DATA LINES:
• • • • •

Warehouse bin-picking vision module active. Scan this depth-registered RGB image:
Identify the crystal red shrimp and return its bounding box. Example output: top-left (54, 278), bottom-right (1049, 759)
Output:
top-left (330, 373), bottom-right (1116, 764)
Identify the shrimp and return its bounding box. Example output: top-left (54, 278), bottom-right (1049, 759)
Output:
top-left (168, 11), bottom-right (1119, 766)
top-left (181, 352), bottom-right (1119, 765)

• • • • •

SHORT PROBLEM: Rewrite the data above, replacing every "Identify" with "Locate" and keeping everything else the same.

TASK RESULT:
Warehouse bin-picking vision module active. Scan this depth-registered RGB image:
Locate the crystal red shrimp and return its bounding box. Example output: top-left (54, 278), bottom-right (1049, 759)
Output:
top-left (330, 373), bottom-right (1116, 764)
Locate the shrimp and return its bounding box. Example output: top-left (54, 278), bottom-right (1049, 759)
Output:
top-left (168, 11), bottom-right (1119, 766)
top-left (181, 352), bottom-right (1119, 765)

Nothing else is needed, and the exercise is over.